Source document:
··········

Presidential elections will thaw relations between US and China

Jon: At least they are talking. However, it feels like when they are sat round a table talking they can find common ground but as soon as they get home they change their minds and decide to slap more tariffs on each other’s goods! The result? Stock markets tumble.

My prediction is that Trump will soften his stance as he starts campaigning for the presidential elections as a nice trade deal with China will give the stock markets a solid boost and make him look good. On reflection, these last couple of paragraphs sound like a couple of school kids in the playground… again!

Angela: Global markets were nowhere near as fixated on Brexit as we all were here. Central Bank interest rate policy and, as Jon says the US-China trade talks, were far more significant. Whilst elections aren’t an issue for the Chinese leadership, there’s no doubt that the election campaign will be a key issue for Trump and that relatively short-term goal for him will impact on the narrative – and his Tweets!

Brexit clarity might bring new opportunities

Jon: I’m not 100% sure what happens next with the finer detail and the final deal but I reckon by the end of 2020 we still won’t be officially out of the EU.

Angela: Whatever happens in terms of a timeline, from Acumen’s point of view, now we have more clarity on Brexit and a Government that is able to make decisions and carry plans forward, I am expecting an increased focus on inheritance tax planning and inter-generational financial planning. Plus, more confidence in investing in Enterprise Investment Schemes which also have some very attractive tax breaks to attract client interest.

Simpler pension allowance rules… please!

Jon: A lot of our time as advisers this year has been taken up with complex Pension calculations for our clients with Annual Allowance and Tapered Annual Allowance issues. Some clients were in danger of breaching the available allowances without even realising.

For the purposes of this article, I won’t bore you to death with the intricacies of this. However, it’s no exaggeration to say you need a PhD in advanced maths to get your head around it. Most of us don’t mind paying our fair share of tax but what we don’t like is spending hours gathering information and having to do heavy maths to work out the bill! Wasn’t HMRC supposed to be making tax less taxing?

My prediction (or perhaps that should be “hope”) for 2020 is the government will come to their senses and make the pension allowance rules simpler. I’d like to see them do away with the complexities of the tapered annual allowance and, whilst they are at it, they can scrap the lifetime allowance as well. It is my fundamental belief that we should all be encouraged and incentivised to put money away for our retirement. To make it more complicated seems counterproductive.

I get it that there should be some sort of limit on what you can put in each year to avoid pensions just becoming the “go-to” planning tool for the ultra-wealthy but let’s just stick to a simple annual limit (currently £40k per annum, which seems reasonable) and not penalise those who have seen their pensions rise above a lifetime allowance just because their pension investments have performed well and they have saved diligently.

Rant over!

Angela: I have been saying for some time that the annual allowance is an astonishingly poor piece of tax legislation which needs to be resolved. Brought to a head – and public awareness – by the number of hospital doctors refusing to work extra sessions due to the impact of tens of thousands of pounds in extra tax being demanded without any forewarning.

Much of this tax was on money they hadn’t even seen as the calculations are based on the notional accrual to their pension value. The resentment was palpable. Being somewhat cynical, I wasn’t expecting anything to happen until the tipping point was reached, whereby the net addition to tax revenue was outweighed by the impact on NHS staffing levels and patient experience.

I predict that one way or another this will be addressed this year. I just hope it’s not limited to doctors!

··········

(Point localization data)
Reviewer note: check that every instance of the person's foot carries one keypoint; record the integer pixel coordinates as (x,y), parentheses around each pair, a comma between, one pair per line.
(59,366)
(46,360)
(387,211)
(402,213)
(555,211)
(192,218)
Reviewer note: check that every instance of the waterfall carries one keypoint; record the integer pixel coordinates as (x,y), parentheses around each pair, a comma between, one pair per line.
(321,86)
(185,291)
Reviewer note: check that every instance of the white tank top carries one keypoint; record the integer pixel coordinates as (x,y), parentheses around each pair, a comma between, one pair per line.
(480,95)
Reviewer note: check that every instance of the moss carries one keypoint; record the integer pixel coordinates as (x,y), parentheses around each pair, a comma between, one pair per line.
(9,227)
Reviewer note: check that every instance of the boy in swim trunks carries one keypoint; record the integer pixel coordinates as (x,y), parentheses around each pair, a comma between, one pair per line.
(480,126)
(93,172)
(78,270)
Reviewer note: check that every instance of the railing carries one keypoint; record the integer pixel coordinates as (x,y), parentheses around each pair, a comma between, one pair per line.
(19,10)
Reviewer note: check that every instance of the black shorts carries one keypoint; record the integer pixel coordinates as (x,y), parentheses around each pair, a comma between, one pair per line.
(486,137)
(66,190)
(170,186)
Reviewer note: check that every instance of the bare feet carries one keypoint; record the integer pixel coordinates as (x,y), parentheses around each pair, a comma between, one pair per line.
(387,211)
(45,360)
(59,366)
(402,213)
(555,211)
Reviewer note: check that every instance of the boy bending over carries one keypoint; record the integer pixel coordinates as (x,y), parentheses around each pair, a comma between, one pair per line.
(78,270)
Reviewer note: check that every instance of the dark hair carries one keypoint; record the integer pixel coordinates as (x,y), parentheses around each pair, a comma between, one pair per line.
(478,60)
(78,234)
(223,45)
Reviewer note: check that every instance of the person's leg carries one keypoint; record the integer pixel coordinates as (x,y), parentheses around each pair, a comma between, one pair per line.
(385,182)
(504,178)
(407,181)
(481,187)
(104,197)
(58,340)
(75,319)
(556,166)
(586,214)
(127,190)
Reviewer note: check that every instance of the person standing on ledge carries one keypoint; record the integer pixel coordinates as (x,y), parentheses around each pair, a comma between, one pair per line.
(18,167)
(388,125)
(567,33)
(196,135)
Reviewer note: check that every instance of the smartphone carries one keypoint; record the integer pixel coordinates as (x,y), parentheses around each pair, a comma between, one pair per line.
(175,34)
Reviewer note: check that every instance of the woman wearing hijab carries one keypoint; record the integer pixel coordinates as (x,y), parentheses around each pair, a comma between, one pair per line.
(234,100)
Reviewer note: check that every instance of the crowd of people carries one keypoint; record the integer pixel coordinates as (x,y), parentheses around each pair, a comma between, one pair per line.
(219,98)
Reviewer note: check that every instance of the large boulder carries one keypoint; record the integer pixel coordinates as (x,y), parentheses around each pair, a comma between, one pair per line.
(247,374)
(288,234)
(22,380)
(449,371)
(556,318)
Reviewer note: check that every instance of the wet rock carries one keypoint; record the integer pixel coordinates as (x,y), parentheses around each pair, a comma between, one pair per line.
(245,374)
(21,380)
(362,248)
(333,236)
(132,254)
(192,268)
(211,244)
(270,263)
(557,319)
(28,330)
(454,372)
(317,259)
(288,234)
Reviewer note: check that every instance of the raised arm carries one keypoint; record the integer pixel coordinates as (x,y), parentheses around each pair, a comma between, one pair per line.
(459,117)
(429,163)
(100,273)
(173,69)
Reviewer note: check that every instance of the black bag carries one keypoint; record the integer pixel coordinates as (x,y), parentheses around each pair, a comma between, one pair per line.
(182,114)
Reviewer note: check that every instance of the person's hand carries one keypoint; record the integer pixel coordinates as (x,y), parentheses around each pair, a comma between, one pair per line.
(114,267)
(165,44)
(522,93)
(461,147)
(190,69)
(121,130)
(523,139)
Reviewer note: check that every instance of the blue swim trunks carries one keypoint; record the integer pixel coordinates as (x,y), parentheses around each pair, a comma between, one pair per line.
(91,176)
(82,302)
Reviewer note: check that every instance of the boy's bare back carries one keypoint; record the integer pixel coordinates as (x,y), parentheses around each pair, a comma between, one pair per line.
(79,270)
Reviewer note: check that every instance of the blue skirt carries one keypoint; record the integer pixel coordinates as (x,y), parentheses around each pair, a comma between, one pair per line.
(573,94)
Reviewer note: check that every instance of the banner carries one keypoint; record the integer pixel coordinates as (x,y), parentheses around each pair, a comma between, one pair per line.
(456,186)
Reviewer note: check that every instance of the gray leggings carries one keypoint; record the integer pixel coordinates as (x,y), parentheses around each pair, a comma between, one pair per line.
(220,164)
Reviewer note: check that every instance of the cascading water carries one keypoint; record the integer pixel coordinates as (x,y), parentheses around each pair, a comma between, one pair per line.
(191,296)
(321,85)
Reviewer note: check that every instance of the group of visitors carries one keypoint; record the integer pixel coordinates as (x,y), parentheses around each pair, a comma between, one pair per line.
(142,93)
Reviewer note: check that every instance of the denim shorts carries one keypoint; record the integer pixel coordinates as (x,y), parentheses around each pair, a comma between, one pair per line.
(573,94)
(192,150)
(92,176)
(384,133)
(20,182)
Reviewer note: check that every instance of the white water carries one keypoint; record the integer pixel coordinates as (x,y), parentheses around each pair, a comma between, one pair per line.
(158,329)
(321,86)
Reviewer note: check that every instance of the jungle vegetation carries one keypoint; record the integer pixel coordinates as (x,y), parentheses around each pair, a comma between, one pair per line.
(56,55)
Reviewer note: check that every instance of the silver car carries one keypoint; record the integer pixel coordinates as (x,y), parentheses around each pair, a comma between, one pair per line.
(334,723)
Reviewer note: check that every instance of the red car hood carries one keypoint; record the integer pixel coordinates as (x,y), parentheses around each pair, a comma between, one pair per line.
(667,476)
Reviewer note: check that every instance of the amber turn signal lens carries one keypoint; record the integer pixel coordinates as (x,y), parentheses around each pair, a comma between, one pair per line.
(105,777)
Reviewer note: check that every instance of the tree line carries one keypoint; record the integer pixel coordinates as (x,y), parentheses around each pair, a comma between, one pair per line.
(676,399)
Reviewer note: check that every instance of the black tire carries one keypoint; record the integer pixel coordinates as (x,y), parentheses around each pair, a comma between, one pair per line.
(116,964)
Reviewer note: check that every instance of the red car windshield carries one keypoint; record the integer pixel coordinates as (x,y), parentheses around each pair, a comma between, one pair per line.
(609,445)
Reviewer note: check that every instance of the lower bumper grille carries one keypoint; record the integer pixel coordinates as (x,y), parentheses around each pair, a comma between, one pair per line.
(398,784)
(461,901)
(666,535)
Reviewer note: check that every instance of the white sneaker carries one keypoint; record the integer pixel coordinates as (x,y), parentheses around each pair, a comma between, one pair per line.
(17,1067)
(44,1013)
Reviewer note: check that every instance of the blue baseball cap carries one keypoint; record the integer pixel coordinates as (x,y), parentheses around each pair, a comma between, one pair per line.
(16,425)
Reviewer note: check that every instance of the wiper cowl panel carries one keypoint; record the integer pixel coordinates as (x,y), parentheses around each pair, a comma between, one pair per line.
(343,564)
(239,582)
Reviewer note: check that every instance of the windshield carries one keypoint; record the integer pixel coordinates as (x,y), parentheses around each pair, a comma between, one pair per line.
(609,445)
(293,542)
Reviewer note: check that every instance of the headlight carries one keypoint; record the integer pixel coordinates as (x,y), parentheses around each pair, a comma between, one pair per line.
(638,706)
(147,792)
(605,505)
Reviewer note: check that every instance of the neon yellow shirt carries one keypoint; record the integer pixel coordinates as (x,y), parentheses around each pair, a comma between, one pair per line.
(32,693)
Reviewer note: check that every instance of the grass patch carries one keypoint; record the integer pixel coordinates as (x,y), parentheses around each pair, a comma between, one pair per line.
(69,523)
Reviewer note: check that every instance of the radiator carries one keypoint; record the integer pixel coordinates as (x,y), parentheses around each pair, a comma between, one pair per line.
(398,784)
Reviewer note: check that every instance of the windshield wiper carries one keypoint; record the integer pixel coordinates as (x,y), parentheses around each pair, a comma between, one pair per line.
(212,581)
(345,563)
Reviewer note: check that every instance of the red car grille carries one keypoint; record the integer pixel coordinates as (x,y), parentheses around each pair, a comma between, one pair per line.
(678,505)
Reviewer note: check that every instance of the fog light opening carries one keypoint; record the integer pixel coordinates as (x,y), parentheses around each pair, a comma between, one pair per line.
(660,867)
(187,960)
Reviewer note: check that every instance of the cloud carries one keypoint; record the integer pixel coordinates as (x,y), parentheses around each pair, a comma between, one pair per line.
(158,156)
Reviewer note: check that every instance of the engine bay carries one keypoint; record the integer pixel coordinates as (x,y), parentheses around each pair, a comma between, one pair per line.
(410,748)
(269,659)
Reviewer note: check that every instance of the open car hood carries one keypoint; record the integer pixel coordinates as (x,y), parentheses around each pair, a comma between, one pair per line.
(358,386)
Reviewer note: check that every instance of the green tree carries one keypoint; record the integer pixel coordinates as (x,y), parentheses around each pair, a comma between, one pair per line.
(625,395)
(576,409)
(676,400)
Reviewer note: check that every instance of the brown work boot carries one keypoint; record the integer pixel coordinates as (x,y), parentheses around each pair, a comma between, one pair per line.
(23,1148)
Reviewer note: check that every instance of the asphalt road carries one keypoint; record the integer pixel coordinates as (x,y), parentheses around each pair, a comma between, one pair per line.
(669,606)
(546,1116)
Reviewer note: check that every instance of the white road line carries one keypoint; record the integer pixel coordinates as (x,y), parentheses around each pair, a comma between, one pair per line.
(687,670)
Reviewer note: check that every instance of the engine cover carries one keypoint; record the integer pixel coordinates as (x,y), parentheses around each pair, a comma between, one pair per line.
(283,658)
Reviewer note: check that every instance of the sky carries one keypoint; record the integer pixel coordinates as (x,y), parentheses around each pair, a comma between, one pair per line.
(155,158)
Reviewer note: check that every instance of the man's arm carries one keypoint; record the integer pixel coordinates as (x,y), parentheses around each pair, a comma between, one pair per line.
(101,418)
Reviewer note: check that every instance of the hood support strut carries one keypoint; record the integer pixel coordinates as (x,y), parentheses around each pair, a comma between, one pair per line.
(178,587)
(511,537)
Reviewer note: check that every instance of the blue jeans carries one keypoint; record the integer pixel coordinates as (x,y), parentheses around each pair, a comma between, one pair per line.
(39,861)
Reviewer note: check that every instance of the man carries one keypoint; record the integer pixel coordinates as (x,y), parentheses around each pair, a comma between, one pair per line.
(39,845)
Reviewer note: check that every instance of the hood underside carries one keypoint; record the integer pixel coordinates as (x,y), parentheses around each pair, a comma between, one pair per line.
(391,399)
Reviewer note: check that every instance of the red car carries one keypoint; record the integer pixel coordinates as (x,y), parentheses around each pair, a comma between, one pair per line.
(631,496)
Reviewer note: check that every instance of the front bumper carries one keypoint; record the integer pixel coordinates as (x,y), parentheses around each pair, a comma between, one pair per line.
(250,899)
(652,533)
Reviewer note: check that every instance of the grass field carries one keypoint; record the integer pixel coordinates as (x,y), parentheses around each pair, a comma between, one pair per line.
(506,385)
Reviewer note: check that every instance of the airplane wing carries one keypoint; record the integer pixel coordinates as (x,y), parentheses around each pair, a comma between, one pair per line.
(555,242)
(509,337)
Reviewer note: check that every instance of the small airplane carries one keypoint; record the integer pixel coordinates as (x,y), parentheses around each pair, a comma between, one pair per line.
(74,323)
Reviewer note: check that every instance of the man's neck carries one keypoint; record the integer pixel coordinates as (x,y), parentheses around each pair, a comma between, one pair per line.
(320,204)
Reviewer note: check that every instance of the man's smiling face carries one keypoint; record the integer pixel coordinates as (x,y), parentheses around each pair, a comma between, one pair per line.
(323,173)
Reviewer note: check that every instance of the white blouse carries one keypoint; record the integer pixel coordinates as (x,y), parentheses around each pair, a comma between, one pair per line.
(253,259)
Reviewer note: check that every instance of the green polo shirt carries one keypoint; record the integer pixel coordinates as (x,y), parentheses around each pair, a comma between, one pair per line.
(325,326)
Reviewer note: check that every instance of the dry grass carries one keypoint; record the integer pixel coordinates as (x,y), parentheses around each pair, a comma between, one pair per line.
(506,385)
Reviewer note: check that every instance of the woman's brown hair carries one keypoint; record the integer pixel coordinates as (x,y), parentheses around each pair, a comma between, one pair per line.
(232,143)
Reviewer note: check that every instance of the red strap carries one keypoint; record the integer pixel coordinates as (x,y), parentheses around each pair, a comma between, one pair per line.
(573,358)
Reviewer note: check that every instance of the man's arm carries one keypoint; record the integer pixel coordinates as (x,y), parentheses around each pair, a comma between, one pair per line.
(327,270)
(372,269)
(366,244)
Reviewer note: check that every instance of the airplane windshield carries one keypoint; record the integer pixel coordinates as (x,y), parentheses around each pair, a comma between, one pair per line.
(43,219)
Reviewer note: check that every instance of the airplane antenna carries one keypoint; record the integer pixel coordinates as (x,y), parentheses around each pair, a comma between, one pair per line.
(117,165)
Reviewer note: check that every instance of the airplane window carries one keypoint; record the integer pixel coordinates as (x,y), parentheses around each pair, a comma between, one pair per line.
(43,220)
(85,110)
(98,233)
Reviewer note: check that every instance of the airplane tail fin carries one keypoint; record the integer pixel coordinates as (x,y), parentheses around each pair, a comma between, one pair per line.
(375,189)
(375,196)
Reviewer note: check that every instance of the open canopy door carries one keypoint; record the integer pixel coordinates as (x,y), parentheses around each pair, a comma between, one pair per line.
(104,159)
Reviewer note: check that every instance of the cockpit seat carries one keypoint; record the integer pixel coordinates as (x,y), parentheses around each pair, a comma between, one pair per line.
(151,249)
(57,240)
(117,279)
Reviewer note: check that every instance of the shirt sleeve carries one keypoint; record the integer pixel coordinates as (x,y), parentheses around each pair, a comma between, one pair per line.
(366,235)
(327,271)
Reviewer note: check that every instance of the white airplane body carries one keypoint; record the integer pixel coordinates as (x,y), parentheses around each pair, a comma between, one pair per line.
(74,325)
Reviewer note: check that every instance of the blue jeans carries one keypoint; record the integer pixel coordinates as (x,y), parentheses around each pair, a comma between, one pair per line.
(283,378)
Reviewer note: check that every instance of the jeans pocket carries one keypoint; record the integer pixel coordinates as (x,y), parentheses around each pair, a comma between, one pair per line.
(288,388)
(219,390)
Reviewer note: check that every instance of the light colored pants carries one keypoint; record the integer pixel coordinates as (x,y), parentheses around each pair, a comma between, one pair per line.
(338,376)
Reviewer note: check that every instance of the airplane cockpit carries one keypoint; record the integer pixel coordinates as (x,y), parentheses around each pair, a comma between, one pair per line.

··········

Aim of the task:
Please extract the passage of the 2020 predictions text between "My prediction is" and "the playground… again!", inclusive.

Response to the exercise:
My prediction is that Trump will soften his stance as he starts campaigning for the presidential elections as a nice trade deal with China will give the stock markets a solid boost and make him look good. On reflection, these last couple of paragraphs sound like a couple of school kids in the playground… again!